SET EXERCISE 1: Convert the lines of the records, starting at the line that contains "Expected behaviour: for every instance of the truck" and ending at the line that contains "x=364 y=505", into a numbered list, and leave out any blank lines.

DOCUMENT SECTION:
<<<<
Appendix: Fairies & goblins§

The beings of Arcadia are divided by mortal scholars into two categories: the powerful, noble, and inscrutable fairies, and the base, voracious, and all-too-understandable goblins.

These divisions, of course, reflect the mortal scholars’ ideas of class, and ultimately fairies and goblins have more that unite them than divide them: they are all creatures in whom the principle of magic dominates, who live and breathe magic.

Bring goblins into the game when someone travels to Arcadia, as the magicians use obvious magic, or when you need them. Save fairies for late in the game, or when a magician summons one.

Goblins§

When you make a goblin, you must choose its hunger, powers, weaknesses, and tells.

Choose one or two hungers:

  • Secrets, lies, and sorrows.
  • Chaos, bickering, and hatred.
  • Wealth, jewels, and luxuries.
  • Praise, adoration, and obeisance.
>>>>
SET EXERCISE 2:
Answer these questions from the appendix on fairies and goblins:
(a) Which three words do mortal scholars use to describe goblins?
(b) At what points in the game should fairies be introduced?
(c) How many hungers must be chosen for a goblin?

DATA ROWS:
<<<<
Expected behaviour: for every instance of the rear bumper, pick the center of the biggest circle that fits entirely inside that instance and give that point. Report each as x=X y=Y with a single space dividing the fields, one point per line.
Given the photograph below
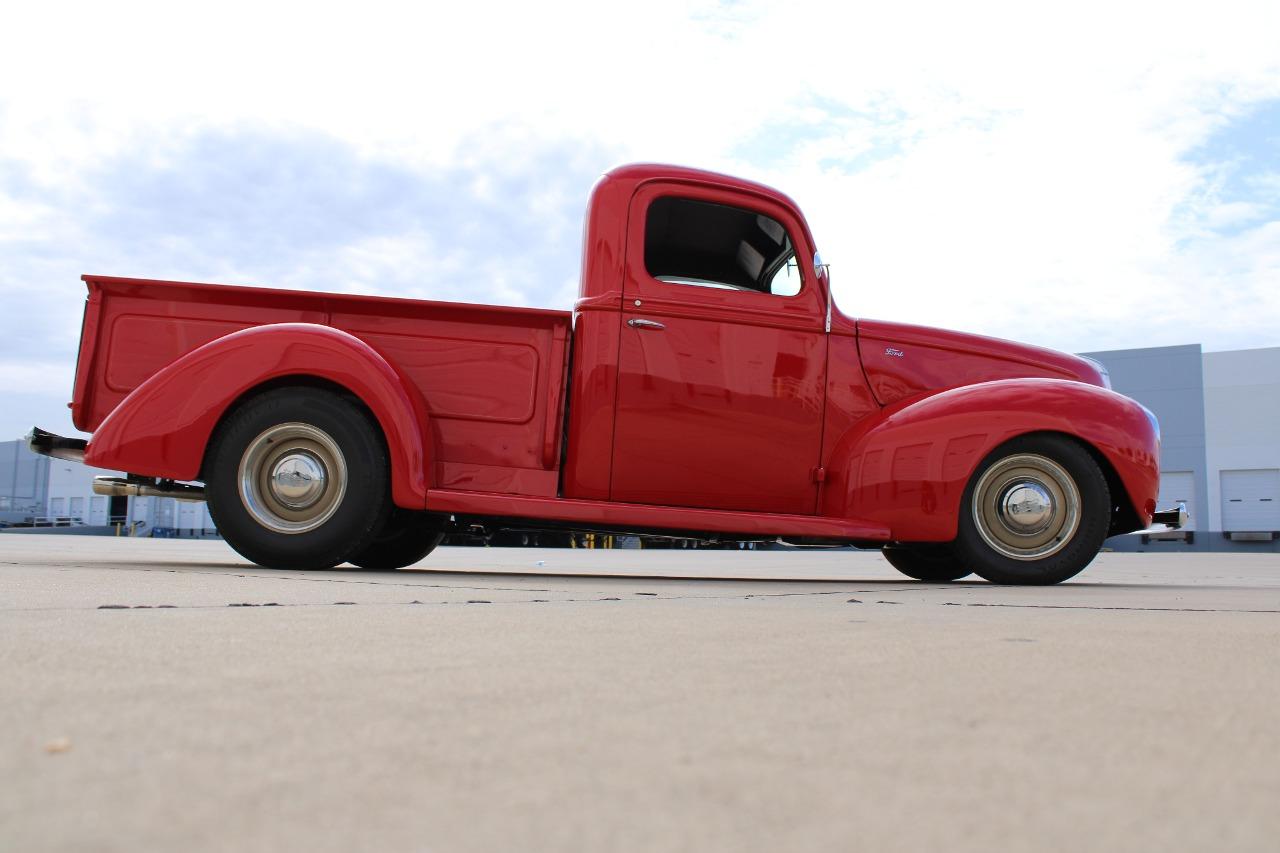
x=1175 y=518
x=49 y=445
>>>>
<<<<
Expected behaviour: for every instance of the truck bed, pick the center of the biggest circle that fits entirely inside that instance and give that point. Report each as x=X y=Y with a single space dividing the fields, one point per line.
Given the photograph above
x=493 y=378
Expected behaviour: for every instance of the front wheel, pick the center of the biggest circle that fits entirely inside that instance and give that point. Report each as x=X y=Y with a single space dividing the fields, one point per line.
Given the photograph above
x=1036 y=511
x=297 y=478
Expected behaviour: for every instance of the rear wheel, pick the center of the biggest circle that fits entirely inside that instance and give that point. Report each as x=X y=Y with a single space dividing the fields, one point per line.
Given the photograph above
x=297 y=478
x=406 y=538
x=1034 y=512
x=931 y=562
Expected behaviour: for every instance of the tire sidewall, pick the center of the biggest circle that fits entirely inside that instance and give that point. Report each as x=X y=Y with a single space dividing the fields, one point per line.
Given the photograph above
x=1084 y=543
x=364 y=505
>>>>
<<<<
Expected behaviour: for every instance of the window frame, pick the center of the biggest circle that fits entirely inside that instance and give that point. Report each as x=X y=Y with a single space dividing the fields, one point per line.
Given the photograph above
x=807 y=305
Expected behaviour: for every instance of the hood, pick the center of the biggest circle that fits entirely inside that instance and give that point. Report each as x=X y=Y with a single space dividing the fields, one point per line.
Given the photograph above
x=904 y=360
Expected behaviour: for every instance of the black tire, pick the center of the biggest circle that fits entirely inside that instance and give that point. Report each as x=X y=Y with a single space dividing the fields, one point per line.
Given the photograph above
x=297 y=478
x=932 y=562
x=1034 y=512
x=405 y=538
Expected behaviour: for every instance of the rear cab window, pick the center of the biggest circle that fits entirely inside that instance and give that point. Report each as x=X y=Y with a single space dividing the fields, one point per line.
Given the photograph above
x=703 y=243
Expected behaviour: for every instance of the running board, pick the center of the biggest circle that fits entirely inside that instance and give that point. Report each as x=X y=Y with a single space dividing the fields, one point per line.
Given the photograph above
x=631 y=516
>>>>
CORRECT ANSWER 1:
1. Expected behaviour: for every instance of the truck bed, pick the center of the biggest circle that fits entirely inside that instance and give that point. Report each as x=X y=Y with a single space dividing the fields, one point per line.
2. Given the photograph above
3. x=493 y=378
4. Expected behaviour: for every instance of the front wheel, pick the center of the biggest circle that fits entirely inside that instance and give that point. Report each as x=X y=Y with a single space dividing the fields, one point per line.
5. Given the photograph above
6. x=1036 y=511
7. x=297 y=478
8. Expected behaviour: for every instance of the rear wheel, pick the center of the biggest circle that fits entirely inside that instance and give that point. Report each as x=X y=Y with a single space dividing the fields, one point per line.
9. Given the photograph above
10. x=297 y=478
11. x=406 y=538
12. x=1034 y=512
13. x=931 y=562
14. Expected behaviour: for every instance of the tire sidewall, pick the center of the biggest circle that fits entirely inside that instance and give that point. Report each as x=X y=Y with a single space dividing the fields, one point per line.
15. Given the photograph above
16. x=1084 y=543
17. x=364 y=505

CORRECT ANSWER 2:
(a) Base, voracious, and all-too-understandable.
(b) Late in the game, or when a magician summons one.
(c) One or two.